[CONSIGNES]:
1. D’après l’extrait sur la monnaie chez Keynes, les affirmations suivantes sont-elles exactes ? Répondez par oui ou par non, en citant à chaque fois les mots décisifs du texte.
(a) Pour Keynes, la monnaie devient de plus en plus abstraite au fil de l’histoire.
(b) Jacques Bichot voit dans l’abstraction monétaire un principe qui préside au développement historique de la monnaie.
(c) Les deux grandes innovations mentionnées portent sur la monnaie en tant qu’unité de compte.
2. Relevez tous les noms de personnes cités dans l’extrait sur la monnaie chez Keynes, chacun une seule fois.

[EXTRAIT DE PAGE]:

▼▼▼

La troisième critique de Keynes est plutôt implicite et elle peut être dérivée de l’argumentaire keynésien. Du point de vue de Keynes, il n’y a pas de principe évolutif inhérent au phénomène monétaire pointant vers son abstraction croissante. On peut rencontrer une telle vision téléologique du phénomène monétaire chez Jacques Bichot (1984) qui présente l’abstraction monétaire comme un principe présidant à son développement historique de manière quasi inéluctable. Cette même vision téléologique est implicite dans les théories économique et sociologique de la modernisation (telles qu’on les rencontre chez Giddens et Luhmann, par exemple). Pour Keynes, la monnaie est, dès son apparition, une forme sociale abstraite. L’unité de compte est un principe d’abstraction par delà le référent concret auquel il renvoie (ce dans quoi on compte). Cela signifie que la monnaie comme institution est nécessairement une médiation abstraite de la pratique dans la mesure où sa fonction sociale est d’abstraire des rapports sociaux de la structure normative culturelle-symbolique et communautaire dans laquelle ils sont encastrés. Il n’y a donc pas, pour Keynes, d’abstraction progressive de l’institution monétaire. Toutefois, il y a une variation historique des formes de la monnaie en tant que moyens de paiement qui se rapportent à l’unité de compte abstraite. Par delà cette variation, deux grandes innovations sont déterminantes dans l’histoire du phénomène monétaire, outre la production de l’unité de compte : a) la production de la monnaie de crédit privé comme moyen de paiement et b) le développement d’une monnaie d’État, une monnaie souveraine, sur la base du crédit public. Ces deux innovations concernent donc la monnaie de paiement en tant que money proper plutôt que la monnaie en tant qu’unité de compte dont le principe reste le même à travers l’histoire.

▲▲▲

[RELEVÉ DES DONNÉES]:
▼▼▼

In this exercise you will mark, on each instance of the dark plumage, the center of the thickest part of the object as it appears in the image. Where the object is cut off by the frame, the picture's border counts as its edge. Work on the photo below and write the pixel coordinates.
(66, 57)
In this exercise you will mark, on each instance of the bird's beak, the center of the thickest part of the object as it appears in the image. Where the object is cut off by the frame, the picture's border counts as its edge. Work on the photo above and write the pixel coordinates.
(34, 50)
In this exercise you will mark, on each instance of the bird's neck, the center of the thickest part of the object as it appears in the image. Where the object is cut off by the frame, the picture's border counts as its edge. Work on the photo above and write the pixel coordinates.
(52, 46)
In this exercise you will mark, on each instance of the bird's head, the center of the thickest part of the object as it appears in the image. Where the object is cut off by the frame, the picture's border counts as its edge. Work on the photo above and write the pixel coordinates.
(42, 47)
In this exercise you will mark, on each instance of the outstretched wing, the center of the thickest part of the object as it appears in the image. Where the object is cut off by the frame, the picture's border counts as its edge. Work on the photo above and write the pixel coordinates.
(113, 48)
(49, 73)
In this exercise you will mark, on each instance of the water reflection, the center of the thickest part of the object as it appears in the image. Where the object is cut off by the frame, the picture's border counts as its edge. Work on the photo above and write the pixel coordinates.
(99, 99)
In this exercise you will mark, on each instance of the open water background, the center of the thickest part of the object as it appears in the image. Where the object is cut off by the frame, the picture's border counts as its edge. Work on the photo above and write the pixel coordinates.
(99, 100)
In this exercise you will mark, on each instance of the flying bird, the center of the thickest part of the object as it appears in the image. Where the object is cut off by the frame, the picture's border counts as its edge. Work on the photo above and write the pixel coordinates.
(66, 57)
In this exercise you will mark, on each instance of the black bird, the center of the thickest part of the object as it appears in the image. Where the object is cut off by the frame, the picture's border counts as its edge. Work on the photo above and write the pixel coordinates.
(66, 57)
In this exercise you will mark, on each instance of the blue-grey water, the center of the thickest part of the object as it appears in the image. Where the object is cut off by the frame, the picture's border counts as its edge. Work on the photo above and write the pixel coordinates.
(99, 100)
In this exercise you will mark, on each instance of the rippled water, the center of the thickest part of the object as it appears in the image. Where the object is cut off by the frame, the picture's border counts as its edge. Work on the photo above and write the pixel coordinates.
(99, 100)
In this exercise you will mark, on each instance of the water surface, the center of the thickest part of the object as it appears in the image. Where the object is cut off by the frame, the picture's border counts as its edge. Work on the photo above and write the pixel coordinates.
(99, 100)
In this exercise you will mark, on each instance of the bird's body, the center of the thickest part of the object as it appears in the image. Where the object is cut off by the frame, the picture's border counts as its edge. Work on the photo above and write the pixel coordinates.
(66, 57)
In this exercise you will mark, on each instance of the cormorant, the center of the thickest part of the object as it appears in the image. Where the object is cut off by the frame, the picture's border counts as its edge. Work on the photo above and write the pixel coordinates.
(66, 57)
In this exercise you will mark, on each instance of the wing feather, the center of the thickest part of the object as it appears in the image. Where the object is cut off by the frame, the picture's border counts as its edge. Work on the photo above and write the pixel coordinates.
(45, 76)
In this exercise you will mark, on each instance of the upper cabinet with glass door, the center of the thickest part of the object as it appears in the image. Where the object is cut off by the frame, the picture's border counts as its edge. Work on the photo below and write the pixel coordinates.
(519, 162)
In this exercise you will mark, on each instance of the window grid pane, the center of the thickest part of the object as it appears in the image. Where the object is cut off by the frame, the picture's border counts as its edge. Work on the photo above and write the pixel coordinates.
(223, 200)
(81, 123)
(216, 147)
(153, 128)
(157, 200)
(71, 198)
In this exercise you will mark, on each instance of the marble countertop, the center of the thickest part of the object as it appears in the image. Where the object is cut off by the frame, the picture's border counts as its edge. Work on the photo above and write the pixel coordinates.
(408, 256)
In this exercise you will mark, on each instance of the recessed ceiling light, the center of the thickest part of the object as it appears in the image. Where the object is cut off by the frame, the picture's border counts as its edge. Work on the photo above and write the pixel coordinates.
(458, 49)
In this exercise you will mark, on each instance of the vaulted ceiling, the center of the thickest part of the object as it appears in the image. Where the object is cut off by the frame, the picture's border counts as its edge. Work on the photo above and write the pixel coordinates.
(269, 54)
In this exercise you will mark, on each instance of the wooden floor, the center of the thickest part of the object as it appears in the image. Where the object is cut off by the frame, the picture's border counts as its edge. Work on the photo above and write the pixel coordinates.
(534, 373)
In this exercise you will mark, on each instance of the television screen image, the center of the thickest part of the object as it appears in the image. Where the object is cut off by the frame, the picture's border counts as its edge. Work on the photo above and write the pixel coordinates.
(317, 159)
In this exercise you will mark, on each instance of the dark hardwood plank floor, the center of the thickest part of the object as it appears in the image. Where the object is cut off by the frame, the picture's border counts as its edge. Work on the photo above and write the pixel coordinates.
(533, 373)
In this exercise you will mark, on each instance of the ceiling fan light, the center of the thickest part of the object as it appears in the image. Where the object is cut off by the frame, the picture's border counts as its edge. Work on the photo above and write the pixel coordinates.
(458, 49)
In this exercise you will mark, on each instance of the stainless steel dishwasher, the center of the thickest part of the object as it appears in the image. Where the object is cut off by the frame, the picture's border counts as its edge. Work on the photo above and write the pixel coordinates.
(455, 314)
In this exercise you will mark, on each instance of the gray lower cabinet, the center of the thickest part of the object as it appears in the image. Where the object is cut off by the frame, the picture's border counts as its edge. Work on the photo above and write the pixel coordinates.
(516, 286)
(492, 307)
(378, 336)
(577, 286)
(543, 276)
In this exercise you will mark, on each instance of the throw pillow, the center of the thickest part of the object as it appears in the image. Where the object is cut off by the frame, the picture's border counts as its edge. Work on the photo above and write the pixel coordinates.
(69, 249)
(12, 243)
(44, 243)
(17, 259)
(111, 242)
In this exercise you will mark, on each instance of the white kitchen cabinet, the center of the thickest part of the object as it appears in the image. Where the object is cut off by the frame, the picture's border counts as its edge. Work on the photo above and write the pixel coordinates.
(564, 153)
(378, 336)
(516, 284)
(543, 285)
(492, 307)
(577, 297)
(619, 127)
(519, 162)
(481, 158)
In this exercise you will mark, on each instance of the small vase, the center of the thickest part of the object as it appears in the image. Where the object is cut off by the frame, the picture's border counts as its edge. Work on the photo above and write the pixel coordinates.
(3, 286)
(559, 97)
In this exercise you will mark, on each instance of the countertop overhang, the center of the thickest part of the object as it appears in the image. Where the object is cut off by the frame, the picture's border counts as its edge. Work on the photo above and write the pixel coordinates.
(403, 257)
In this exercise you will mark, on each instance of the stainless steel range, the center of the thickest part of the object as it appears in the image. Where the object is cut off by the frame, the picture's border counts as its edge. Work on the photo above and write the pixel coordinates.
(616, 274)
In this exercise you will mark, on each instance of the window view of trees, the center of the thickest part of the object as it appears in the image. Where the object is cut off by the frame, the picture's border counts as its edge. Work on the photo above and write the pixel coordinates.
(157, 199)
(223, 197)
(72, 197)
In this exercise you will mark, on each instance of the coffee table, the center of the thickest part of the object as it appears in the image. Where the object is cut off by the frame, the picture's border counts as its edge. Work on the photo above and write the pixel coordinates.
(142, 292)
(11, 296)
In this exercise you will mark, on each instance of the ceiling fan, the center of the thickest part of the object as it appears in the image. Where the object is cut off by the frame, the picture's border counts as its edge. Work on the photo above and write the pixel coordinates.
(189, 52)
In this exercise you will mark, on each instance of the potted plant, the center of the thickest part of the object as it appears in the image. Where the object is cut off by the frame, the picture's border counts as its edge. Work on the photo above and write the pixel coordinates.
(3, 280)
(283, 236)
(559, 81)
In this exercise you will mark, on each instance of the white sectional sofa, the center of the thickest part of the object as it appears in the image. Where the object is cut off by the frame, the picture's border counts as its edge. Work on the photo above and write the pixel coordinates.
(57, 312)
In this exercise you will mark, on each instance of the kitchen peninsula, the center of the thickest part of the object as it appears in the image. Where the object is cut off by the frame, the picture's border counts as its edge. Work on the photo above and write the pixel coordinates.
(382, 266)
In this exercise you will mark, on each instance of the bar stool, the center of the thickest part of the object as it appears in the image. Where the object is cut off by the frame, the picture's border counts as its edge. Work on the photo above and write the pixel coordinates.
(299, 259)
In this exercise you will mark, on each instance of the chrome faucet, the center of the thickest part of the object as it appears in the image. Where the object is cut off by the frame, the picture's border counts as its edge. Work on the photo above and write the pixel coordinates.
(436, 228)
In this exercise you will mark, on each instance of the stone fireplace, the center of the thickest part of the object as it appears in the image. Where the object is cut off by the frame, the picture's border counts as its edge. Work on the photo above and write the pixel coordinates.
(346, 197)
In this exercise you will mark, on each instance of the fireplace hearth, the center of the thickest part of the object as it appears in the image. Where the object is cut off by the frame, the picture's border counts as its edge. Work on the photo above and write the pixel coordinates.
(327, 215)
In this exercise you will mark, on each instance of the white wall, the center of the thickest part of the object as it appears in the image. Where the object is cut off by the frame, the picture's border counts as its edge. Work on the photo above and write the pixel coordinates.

▲▲▲

[RÉPONSES ATTENDUES]:
1.
(a) Non : « Il n’y a donc pas, pour Keynes, d’abstraction progressive de l’institution monétaire. »
(b) Oui : « présente l’abstraction monétaire comme un principe présidant à son développement historique de manière quasi inéluctable »
(c) Non : « Ces deux innovations concernent donc la monnaie de paiement en tant que money proper plutôt que la monnaie en tant qu’unité de compte »

2.
Keynes
Jacques Bichot
Giddens
Luhmann